### EXERCISE INSTRUCTIONS
Each line below is to be written out in full, exactly as shown.

□ □ □ □

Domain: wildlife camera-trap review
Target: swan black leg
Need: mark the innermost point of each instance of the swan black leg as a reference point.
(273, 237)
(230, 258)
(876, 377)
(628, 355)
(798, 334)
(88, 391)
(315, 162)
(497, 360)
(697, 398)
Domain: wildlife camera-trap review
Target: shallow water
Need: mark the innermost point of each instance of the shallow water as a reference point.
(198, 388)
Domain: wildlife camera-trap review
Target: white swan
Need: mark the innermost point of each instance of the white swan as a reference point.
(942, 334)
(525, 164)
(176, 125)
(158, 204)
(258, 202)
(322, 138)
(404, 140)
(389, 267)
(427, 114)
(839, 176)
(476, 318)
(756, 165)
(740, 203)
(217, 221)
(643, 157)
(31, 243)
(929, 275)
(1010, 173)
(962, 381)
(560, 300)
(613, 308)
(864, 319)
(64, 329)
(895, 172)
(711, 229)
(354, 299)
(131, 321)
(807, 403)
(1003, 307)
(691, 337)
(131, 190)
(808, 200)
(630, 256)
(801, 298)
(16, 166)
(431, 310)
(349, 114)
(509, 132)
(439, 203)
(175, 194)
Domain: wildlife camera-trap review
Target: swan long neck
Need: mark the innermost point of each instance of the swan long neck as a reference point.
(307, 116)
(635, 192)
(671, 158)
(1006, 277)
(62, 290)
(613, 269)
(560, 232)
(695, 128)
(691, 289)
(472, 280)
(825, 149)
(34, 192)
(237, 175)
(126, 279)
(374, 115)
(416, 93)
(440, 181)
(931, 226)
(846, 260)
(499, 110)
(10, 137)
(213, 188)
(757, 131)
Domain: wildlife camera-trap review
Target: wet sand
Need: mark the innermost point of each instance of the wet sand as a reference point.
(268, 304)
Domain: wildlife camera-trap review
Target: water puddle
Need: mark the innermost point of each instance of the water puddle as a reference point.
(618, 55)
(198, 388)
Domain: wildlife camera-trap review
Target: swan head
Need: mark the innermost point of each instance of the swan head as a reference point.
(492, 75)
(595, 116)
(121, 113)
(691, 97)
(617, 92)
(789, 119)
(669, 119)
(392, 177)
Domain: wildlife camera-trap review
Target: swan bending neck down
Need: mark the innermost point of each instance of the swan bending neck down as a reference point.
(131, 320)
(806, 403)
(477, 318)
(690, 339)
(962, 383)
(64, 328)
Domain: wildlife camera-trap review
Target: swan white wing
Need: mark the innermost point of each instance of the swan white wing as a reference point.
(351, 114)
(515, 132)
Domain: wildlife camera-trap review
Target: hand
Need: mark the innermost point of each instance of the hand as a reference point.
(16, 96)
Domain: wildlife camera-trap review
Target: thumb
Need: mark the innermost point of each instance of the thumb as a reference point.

□ □ □ □

### FINISHED TASK
Domain: wildlife camera-trap review
Target: swan black leg
Need: mark the innermost point of each instance of the swan black leg as a reference point.
(273, 237)
(230, 258)
(876, 377)
(628, 355)
(798, 334)
(88, 391)
(315, 162)
(497, 360)
(697, 398)
Domain: wildlife camera-trap review
Target: shallow water
Need: mark the innermost point of each instance of the shallow water as a reference point.
(198, 388)
Domain: wildlife camera-trap review
Target: white swan
Need: mark the innermost point of each instance of the white swan as a reference point.
(942, 334)
(525, 164)
(176, 125)
(158, 204)
(258, 202)
(322, 138)
(404, 140)
(389, 267)
(427, 114)
(839, 176)
(476, 318)
(756, 165)
(740, 203)
(217, 221)
(643, 157)
(31, 243)
(929, 275)
(1010, 173)
(962, 381)
(560, 300)
(613, 308)
(864, 319)
(64, 329)
(895, 172)
(711, 229)
(354, 299)
(131, 321)
(807, 403)
(1003, 307)
(691, 337)
(131, 190)
(808, 200)
(630, 256)
(801, 298)
(16, 166)
(431, 310)
(349, 114)
(509, 132)
(439, 203)
(175, 194)
Domain: wildlife camera-trap review
Target: swan long neck
Need: mark the innermost point of each instance of the swan long neck as a reference point.
(307, 116)
(635, 192)
(671, 158)
(1006, 277)
(62, 290)
(613, 269)
(560, 232)
(695, 128)
(691, 289)
(472, 280)
(825, 149)
(34, 192)
(237, 175)
(126, 279)
(374, 115)
(416, 93)
(440, 181)
(931, 226)
(846, 260)
(499, 110)
(10, 137)
(213, 188)
(757, 131)
Domain: wildlife camera-trap review
Target: wet sand
Need: mark the innermost point of each instance of the wet sand as a reference point.
(268, 304)
Domain: wildlife camera-trap review
Target: water puddle
Need: mark the innermost point of each instance of the water puddle as a reference point.
(618, 55)
(198, 388)
Domain: wildlife camera-trap review
Target: swan head
Need: mark the innermost point of each instance of the swan head as a reference point.
(492, 75)
(595, 116)
(121, 113)
(691, 97)
(617, 92)
(789, 119)
(669, 119)
(392, 177)
Domain: wildlife camera-trap review
Target: swan bending neck down
Need: mark the innermost point of each instance of the swan bending neck down as a reference point.
(131, 320)
(806, 403)
(477, 318)
(690, 339)
(962, 383)
(64, 328)
Domain: wildlife camera-trap review
Target: swan white wing
Need: mark the innermost point of each instance of the swan white wing as a reference point.
(351, 114)
(515, 132)
Domain: wildlife camera-trap review
Target: hand
Need: mark the innermost point of each instance of the hand as a reference point.
(16, 96)
Domain: wildlife camera-trap review
Target: thumb
Need: mark the innermost point of each instance of the thumb as a reference point.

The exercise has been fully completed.